Page excerpt —

# Data Processing 

## Hydrating a System 

Hydrating a system is an essential part of a well-oiled recommendation system. As datasets grow larger and larger, it proved benificial to use specialized computing libraries to help handle the data at scale. 

**Spark**

A natively distributed programming language that is built to scale horizontally and allows for lazy evaluation of expressions

Spark employs a driver program that oversees:
- Cluster management 
- Worker nodes each with an executor, cache and tasks

**PySpark**

Python API access to the Spark computing library that can be used to help process and transform large-scale datasets 

PySpark provides a convenient SQL API that allows us to write what seems to be SQL queries against large datasets

**Lambda Architecture**

Daily jos with smaller, and more frequent batch jobs

Batch and Speed layers are inversly identified by the frequeny of processing and the volume per run of the data seen
- Speed layers may have varying frequencies
- One may employ multiple speed layers for varying batch cadences

**DataLoaders**

Originating from PyTorch but later adopted by other gradient-optimized workflows, DataLoaders allow us to define how data is batched and sent to models for training

## Data Structure for Learning and Inference

**Vector Search and ANN Index**

Our goal with vectors is to use the latent space and associated similarity metric to quickly retrieve similar items in the space, but how can we make it faster? 

Inverted Indices 
- Carefully construct a large hash between tokens of the query and candidates
- Good approach for sentences or small-lexicon data
- Speed costs are incurred as the dataset grows larger
    - Requires two steps 
    - Similarity distributions may not be correlated with token similarity required 

ANN Lookups 
- Allow us to move away from deterministic paradigms and introduce assumptions that help to prune larger datasets


**Bloom Filters**
**Feature Stores**

## Simple PySpark Recommender System 

### Get Familiar with Spark

`SparkSession` serves as an entry point for all Spark functionalitites. 

You *must* start a session if you want to do any building/manipulating in Spark 

In [1]:
from pyspark.sql import SparkSession

# start a spark session 
spark = (
    SparkSession.builder
    .appName("simple-spark-recommender")
    .config("spark.memory.offHeap.enabled", "true") # 
    .config("spark.memory.offHeap.size", "10g")
    .getOrCreate()
)

24/07/09 11:36:02 WARN Utils: Your hostname, srmarshall-mac.local resolves to a loopback address: 127.0.0.1; using 10.64.6.58 instead (on interface en0)
24/07/09 11:36:02 WARN Utils: Set SPARK_LOCAL_IP if you need to bind to another address
Setting default log level to "WARN".
To adjust logging level use sc.setLogLevel(newLevel). For SparkR, use setLogLevel(newLevel).
24/07/09 11:36:02 WARN NativeCodeLoader: Unable to load native-hadoop library for your platform... using builtin-java classes where applicable


In [2]:
# create a dataframe 
df = spark.read.csv("../data/saved_track_features.csv", header=True, escape="\"")

In [3]:
# show the first 5 rows without truncation (second arg = 0 == no truncation)
df.show(5, 0)

Prompt 1 — List the bold headings that appear under "Hydrating a System" in the data processing notes.
Prompt 2 — Print the data processing notes from "Batch and Speed" down to "make it faster?".
Prompt 3 — In the data processing notes, which library did DataLoaders originate from?

[Rows from a box labeling dataset]

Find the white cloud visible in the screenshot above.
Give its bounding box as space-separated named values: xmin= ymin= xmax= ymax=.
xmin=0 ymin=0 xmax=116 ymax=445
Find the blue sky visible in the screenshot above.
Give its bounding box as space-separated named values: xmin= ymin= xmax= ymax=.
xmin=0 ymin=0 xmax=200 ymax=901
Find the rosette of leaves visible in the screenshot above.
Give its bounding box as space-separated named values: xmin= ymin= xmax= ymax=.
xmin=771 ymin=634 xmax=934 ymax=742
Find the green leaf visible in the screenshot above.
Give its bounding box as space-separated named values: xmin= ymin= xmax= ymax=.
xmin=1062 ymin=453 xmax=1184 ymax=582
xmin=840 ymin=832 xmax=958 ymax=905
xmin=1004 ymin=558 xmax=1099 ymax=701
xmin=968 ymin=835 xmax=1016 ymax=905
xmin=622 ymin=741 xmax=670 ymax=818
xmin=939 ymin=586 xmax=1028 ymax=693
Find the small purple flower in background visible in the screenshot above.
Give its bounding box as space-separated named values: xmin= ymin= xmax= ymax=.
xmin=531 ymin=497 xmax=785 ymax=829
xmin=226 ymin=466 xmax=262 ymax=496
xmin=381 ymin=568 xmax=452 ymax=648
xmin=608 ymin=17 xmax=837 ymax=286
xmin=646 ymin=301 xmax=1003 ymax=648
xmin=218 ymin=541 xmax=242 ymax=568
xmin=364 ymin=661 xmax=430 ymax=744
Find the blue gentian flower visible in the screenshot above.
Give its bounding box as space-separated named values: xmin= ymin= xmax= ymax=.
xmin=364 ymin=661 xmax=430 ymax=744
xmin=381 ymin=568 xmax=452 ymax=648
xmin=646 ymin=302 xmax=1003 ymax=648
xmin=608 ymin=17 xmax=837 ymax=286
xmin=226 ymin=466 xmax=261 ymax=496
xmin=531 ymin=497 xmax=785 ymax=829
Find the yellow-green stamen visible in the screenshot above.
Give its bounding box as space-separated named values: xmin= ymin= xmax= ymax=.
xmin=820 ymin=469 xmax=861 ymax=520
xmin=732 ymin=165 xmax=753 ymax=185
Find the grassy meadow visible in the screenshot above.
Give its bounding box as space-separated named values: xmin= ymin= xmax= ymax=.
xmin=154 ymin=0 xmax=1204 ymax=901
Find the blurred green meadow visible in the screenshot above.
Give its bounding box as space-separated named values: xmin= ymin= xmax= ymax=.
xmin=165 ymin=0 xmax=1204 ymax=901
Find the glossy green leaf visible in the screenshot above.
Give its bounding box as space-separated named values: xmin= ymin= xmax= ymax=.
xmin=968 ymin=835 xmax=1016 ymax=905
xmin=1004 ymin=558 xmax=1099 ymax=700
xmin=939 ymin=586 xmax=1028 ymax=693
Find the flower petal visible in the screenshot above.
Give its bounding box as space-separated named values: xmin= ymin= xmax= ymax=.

Task response 1 —
Spark
PySpark
Lambda Architecture
DataLoaders

Task response 2 —
Batch and Speed layers are inversly identified by the frequeny of processing and the volume per run of the data seen
- Speed layers may have varying frequencies
- One may employ multiple speed layers for varying batch cadences

**DataLoaders**

Originating from PyTorch but later adopted by other gradient-optimized workflows, DataLoaders allow us to define how data is batched and sent to models for training

## Data Structure for Learning and Inference

**Vector Search and ANN Index**

Our goal with vectors is to use the latent space and associated similarity metric to quickly retrieve similar items in the space, but how can we make it faster?

Task response 3 — PyTorch